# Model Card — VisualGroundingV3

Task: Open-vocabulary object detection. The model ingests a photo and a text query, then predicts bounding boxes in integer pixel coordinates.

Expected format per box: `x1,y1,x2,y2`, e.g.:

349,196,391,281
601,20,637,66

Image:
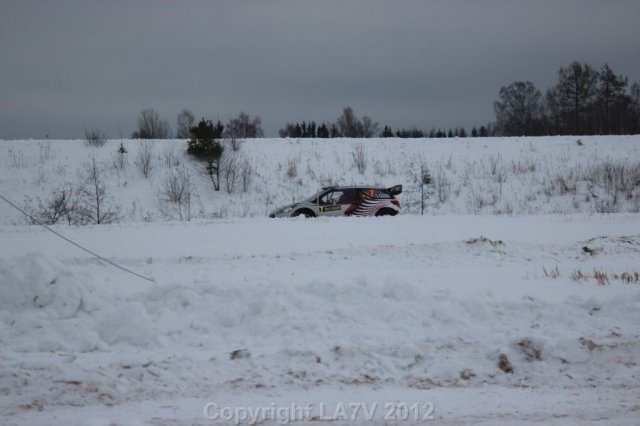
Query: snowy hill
0,137,640,425
0,136,640,224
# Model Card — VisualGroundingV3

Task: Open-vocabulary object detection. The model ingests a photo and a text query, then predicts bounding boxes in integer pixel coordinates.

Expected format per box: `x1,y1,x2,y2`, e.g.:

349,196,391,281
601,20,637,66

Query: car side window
320,191,343,205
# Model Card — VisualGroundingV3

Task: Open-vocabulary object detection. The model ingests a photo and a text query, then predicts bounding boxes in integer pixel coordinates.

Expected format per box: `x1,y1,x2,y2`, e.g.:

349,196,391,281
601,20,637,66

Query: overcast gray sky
0,0,640,139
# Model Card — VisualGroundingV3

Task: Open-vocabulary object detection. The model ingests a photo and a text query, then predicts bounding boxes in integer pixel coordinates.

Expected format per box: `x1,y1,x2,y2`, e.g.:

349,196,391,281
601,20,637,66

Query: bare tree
162,167,193,221
240,158,253,192
493,81,543,136
135,141,153,178
224,112,264,139
597,64,629,134
131,108,171,139
84,129,107,146
187,119,224,191
557,62,598,135
176,108,195,139
351,143,368,175
222,152,239,194
336,106,362,138
77,158,119,225
362,115,379,138
32,185,73,225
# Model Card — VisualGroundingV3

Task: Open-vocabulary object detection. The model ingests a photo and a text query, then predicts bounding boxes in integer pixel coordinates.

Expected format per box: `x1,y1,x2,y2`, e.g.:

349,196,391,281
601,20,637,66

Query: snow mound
0,253,96,319
96,302,153,345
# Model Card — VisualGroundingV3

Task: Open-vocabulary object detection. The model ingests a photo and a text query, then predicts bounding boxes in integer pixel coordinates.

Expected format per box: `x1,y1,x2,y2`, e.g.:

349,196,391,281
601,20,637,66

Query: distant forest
122,62,640,139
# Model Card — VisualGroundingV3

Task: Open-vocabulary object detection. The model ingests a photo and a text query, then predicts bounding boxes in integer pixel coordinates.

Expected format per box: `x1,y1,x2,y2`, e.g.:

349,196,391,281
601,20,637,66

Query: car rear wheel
291,209,315,217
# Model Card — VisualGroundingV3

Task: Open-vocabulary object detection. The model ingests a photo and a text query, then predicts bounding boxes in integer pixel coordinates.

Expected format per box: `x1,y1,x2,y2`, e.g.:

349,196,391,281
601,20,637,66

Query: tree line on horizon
122,62,640,139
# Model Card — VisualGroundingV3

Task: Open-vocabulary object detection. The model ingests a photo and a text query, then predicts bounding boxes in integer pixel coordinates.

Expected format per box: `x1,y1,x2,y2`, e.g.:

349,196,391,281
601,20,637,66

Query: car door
318,189,349,216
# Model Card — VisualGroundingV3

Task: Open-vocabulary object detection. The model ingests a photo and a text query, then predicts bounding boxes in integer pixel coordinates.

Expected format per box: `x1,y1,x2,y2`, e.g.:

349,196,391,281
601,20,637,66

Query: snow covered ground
0,137,640,425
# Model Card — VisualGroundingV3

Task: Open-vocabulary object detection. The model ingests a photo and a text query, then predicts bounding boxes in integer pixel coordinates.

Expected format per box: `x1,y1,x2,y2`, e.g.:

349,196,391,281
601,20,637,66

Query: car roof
322,185,387,191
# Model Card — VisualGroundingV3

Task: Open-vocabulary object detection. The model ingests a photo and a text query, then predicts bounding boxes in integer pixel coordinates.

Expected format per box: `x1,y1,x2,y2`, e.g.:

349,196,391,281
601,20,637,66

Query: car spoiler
387,185,402,195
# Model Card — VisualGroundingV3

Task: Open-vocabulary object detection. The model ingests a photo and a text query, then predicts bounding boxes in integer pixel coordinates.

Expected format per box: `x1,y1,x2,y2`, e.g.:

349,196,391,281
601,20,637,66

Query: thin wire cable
0,194,155,283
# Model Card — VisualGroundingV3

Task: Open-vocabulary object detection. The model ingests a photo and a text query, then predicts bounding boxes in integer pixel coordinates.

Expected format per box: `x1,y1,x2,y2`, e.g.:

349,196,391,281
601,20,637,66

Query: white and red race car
269,185,402,217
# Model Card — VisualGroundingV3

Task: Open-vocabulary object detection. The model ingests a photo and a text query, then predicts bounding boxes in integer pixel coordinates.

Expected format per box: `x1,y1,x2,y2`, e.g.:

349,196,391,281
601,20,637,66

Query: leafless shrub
75,158,120,225
498,354,513,374
31,185,73,225
287,158,298,179
511,157,538,175
595,194,620,214
240,158,253,192
222,152,238,194
8,148,29,169
351,143,367,175
373,160,387,177
515,338,542,362
542,265,560,280
571,268,640,285
434,169,452,204
593,268,609,285
162,142,180,169
84,129,107,147
38,139,51,164
162,167,193,221
135,141,153,178
228,134,242,152
407,154,434,215
613,272,640,284
570,269,589,283
113,142,127,171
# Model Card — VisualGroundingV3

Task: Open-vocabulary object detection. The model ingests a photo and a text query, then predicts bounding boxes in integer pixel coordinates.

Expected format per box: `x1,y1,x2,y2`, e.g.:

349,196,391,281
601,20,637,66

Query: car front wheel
376,208,398,216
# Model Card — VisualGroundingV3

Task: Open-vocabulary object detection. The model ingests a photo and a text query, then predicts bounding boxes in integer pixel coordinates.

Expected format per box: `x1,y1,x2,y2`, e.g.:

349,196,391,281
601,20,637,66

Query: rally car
269,185,402,217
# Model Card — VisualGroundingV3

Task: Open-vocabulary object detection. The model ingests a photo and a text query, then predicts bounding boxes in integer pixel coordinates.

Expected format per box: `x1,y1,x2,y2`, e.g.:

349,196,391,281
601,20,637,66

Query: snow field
0,215,640,424
0,136,640,425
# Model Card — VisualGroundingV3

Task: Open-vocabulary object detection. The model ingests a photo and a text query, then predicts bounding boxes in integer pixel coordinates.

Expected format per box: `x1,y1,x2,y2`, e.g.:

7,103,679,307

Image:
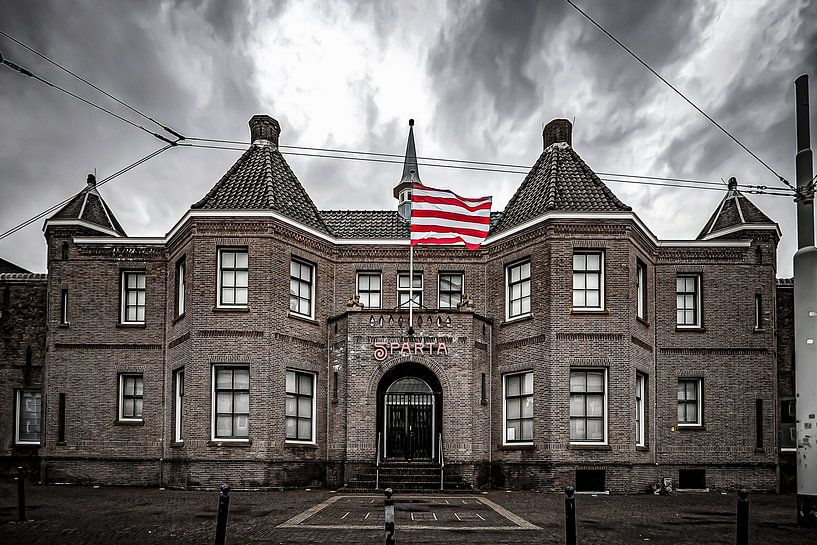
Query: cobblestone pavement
0,480,817,545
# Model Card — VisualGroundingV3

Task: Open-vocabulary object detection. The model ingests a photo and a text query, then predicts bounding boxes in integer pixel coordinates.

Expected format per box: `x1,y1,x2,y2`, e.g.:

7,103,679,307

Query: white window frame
570,249,606,312
175,256,186,318
635,372,647,447
119,271,147,324
210,363,252,443
675,377,704,428
502,369,536,446
284,368,318,445
289,257,318,320
505,258,533,322
216,246,250,309
117,373,145,422
397,271,425,309
437,271,465,310
635,259,647,320
675,273,703,329
567,367,610,446
355,271,383,308
173,367,184,443
14,388,43,445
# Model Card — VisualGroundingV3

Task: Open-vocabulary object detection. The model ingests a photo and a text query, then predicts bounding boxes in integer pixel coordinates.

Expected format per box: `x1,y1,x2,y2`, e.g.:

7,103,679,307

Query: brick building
0,116,790,492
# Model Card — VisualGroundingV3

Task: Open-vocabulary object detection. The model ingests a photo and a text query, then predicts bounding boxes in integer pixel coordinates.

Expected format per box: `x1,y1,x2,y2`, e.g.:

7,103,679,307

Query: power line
179,138,790,197
187,137,784,190
565,0,797,191
0,30,184,140
0,53,176,146
0,144,173,240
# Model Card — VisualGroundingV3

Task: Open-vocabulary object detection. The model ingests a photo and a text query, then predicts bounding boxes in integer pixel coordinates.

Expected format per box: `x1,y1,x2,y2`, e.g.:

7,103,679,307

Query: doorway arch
376,363,442,461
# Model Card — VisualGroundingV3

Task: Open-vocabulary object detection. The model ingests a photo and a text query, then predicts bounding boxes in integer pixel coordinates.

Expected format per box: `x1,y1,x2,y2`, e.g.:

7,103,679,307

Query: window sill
567,443,613,450
289,311,320,325
213,305,250,313
284,440,318,449
497,443,536,450
207,439,252,447
570,308,610,316
499,312,533,327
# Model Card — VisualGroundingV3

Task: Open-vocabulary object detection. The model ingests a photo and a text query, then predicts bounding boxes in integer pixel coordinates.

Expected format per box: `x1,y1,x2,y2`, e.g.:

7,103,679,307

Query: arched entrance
377,363,442,461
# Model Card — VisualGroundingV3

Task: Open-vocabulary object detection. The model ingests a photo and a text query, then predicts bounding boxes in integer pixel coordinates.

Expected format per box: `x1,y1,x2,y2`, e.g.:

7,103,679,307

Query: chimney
250,115,281,148
542,119,573,149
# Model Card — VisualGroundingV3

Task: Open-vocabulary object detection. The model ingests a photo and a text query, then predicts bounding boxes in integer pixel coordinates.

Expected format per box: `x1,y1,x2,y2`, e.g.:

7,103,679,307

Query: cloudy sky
0,0,817,276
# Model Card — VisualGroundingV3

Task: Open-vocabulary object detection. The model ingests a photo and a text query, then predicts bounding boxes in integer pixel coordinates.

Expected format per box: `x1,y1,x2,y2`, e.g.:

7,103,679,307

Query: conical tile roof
191,116,330,233
491,142,632,234
49,174,126,236
698,178,777,240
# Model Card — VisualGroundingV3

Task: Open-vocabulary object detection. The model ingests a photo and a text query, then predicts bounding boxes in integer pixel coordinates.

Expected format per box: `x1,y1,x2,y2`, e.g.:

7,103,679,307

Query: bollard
565,486,576,545
383,488,395,545
17,466,26,522
216,484,230,545
737,488,749,545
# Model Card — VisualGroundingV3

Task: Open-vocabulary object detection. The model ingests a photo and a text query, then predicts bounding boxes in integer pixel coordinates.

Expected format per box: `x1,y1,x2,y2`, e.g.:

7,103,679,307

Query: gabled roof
321,210,501,240
191,116,329,233
46,174,126,236
0,257,31,274
491,142,632,234
698,177,777,240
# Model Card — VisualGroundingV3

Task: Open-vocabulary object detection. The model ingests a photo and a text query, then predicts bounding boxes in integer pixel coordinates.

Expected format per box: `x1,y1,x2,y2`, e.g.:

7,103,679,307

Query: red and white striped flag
411,184,491,250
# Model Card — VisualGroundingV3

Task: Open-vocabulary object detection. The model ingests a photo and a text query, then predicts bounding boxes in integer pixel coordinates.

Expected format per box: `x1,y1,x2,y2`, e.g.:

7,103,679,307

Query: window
14,390,43,445
286,370,315,443
176,258,187,318
573,252,604,310
678,378,702,426
504,371,533,443
357,273,381,308
635,260,647,320
289,259,315,318
675,274,701,327
438,273,462,308
213,366,250,440
505,261,530,320
218,249,250,307
60,289,68,325
120,271,145,324
173,369,184,443
570,370,607,443
119,374,145,422
635,373,647,447
397,273,423,308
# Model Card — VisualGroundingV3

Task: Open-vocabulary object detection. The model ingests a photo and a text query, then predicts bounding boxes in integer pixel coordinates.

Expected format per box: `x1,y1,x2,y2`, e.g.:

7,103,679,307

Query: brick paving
0,480,817,545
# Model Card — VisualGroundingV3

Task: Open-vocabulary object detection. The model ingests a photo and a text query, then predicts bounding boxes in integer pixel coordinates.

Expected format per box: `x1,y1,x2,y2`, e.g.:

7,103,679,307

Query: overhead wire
0,49,178,146
0,30,184,140
565,0,798,192
0,144,173,240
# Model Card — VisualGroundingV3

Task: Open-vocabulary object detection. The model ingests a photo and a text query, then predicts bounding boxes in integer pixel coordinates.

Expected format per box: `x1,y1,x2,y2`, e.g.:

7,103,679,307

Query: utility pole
794,74,817,527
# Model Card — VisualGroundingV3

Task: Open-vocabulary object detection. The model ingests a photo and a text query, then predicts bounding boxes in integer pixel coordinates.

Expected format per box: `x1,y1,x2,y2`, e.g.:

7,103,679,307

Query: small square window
119,374,145,422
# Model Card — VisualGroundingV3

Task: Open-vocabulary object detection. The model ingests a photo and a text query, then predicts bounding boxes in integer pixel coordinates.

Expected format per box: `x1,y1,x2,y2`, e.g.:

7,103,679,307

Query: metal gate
384,393,434,460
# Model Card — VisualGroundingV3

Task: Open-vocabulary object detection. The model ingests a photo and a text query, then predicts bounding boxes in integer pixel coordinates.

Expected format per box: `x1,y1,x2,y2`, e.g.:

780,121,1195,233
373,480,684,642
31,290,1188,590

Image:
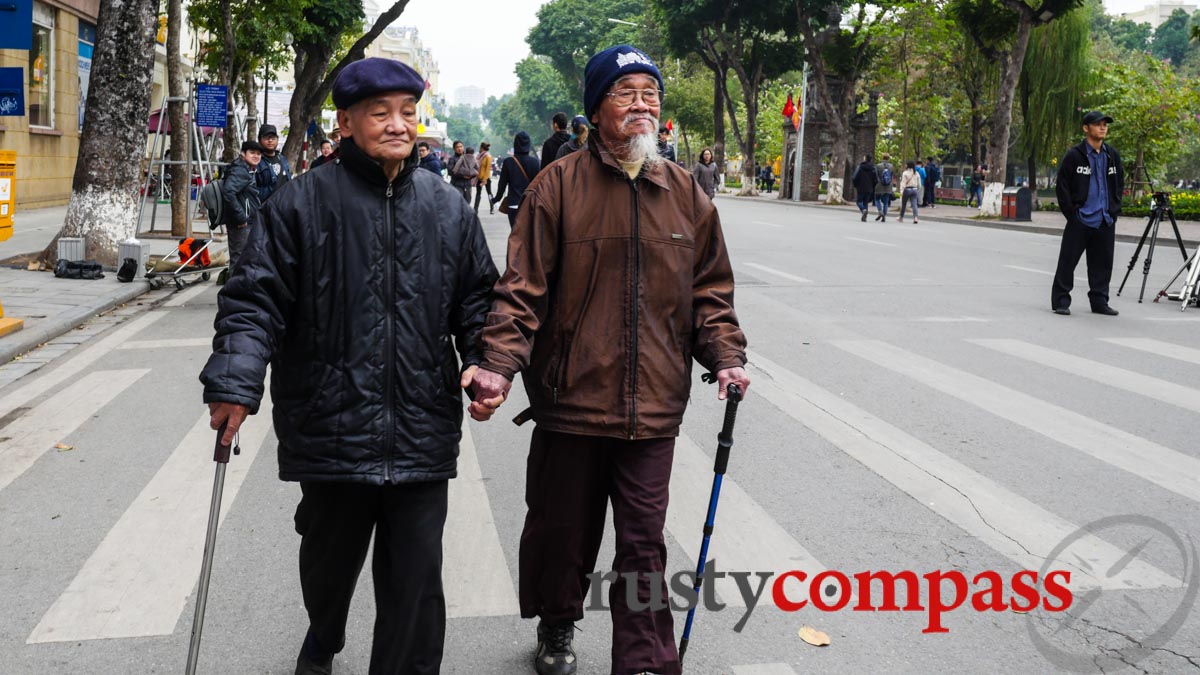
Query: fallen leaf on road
800,626,829,647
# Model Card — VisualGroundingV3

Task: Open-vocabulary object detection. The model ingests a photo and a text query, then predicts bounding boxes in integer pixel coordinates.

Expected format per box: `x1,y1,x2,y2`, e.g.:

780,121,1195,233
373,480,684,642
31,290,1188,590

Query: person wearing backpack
875,153,895,222
221,141,263,270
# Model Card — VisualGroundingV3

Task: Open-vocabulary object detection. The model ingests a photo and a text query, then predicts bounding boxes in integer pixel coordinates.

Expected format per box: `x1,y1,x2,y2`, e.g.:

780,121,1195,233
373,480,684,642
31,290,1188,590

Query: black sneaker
533,620,577,675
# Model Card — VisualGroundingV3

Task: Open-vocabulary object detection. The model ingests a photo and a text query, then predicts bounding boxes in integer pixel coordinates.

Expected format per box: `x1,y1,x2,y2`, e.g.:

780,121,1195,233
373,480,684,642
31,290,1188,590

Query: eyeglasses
605,89,662,108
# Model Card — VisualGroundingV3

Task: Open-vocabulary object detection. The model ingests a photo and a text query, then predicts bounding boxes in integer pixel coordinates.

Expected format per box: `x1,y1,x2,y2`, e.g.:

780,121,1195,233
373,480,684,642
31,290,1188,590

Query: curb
725,195,1200,246
0,279,150,364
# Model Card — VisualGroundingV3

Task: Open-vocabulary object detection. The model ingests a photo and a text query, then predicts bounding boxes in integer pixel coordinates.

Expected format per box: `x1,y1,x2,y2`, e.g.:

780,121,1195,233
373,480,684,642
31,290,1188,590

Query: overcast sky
398,0,1166,103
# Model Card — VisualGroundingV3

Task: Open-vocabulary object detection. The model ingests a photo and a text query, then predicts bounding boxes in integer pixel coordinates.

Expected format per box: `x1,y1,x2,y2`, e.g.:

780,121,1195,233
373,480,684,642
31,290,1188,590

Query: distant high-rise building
454,85,487,108
1121,0,1196,28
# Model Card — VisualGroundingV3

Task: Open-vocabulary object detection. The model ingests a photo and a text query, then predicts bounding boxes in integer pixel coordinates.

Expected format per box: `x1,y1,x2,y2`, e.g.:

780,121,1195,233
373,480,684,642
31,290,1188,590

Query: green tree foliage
1150,10,1193,66
1086,55,1200,180
526,0,647,92
1015,11,1091,189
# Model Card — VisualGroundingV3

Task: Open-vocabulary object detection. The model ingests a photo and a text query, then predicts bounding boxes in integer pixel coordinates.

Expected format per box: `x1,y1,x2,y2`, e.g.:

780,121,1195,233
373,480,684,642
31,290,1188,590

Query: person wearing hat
1050,110,1124,316
469,44,749,675
256,124,292,202
200,59,498,674
554,115,588,160
221,141,263,270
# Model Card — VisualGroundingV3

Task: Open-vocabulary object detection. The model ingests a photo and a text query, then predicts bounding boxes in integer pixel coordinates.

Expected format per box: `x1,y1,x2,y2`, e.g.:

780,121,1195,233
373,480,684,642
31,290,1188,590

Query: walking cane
187,422,241,675
679,375,742,664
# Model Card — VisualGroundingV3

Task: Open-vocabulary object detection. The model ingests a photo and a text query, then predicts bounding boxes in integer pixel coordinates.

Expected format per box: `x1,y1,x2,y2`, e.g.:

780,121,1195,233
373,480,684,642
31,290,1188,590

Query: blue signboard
0,0,34,52
0,68,25,118
196,84,229,129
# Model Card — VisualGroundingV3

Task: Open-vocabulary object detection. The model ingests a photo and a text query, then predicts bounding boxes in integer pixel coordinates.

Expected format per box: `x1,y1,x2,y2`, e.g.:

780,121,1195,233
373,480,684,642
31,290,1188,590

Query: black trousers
475,180,496,214
1050,219,1116,310
295,480,446,675
520,429,680,675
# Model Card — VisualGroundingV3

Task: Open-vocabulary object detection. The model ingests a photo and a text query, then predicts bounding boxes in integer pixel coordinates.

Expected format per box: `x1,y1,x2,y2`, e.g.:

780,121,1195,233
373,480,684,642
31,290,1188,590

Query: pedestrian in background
875,153,895,222
1050,110,1123,316
492,131,541,227
221,141,270,270
472,46,749,675
554,115,588,160
691,148,721,199
200,59,497,675
900,160,922,222
475,143,496,215
538,113,571,167
850,155,880,222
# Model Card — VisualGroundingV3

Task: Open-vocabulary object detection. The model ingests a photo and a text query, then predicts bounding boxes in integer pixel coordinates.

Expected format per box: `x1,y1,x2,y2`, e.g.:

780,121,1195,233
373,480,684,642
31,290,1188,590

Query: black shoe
296,650,334,675
533,620,577,675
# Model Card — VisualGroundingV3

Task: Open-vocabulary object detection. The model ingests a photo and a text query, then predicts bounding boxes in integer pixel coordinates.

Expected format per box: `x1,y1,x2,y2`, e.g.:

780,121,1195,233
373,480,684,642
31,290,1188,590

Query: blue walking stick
679,374,742,663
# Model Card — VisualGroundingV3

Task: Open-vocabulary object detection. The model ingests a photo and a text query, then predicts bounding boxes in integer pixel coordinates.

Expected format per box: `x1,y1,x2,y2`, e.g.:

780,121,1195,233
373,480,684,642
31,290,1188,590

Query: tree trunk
40,0,158,267
283,0,409,166
979,16,1033,216
217,0,240,165
160,0,192,237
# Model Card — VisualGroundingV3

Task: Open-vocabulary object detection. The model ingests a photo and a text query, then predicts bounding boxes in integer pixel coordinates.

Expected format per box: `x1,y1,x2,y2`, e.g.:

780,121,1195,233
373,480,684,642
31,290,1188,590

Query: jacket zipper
629,179,642,441
383,183,396,483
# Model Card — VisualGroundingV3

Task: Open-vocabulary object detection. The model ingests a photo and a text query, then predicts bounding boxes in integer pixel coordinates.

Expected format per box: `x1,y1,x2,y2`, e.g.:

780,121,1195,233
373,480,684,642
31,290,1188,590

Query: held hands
460,365,512,422
716,366,750,401
209,404,250,446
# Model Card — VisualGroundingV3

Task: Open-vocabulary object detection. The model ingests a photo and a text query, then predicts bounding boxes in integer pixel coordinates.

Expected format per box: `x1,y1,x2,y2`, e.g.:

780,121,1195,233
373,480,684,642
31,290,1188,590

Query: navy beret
583,44,666,119
334,56,425,110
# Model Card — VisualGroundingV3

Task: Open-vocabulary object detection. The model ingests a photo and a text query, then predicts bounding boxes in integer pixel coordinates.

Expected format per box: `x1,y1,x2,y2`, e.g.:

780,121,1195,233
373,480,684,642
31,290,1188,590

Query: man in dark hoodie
492,131,541,227
542,113,571,166
200,59,497,675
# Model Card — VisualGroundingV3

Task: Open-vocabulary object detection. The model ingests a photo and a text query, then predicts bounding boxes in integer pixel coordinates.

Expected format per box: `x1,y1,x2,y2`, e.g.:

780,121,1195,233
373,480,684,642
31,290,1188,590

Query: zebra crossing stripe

■ ■ ■

_GIVEN TASK_
Please pick out every line in the items above that contains the string "overcast" and copy each one. Treat uppercase and lowercase as different when matching.

_FINAL ANSWER_
Query: overcast gray sky
Query: overcast sky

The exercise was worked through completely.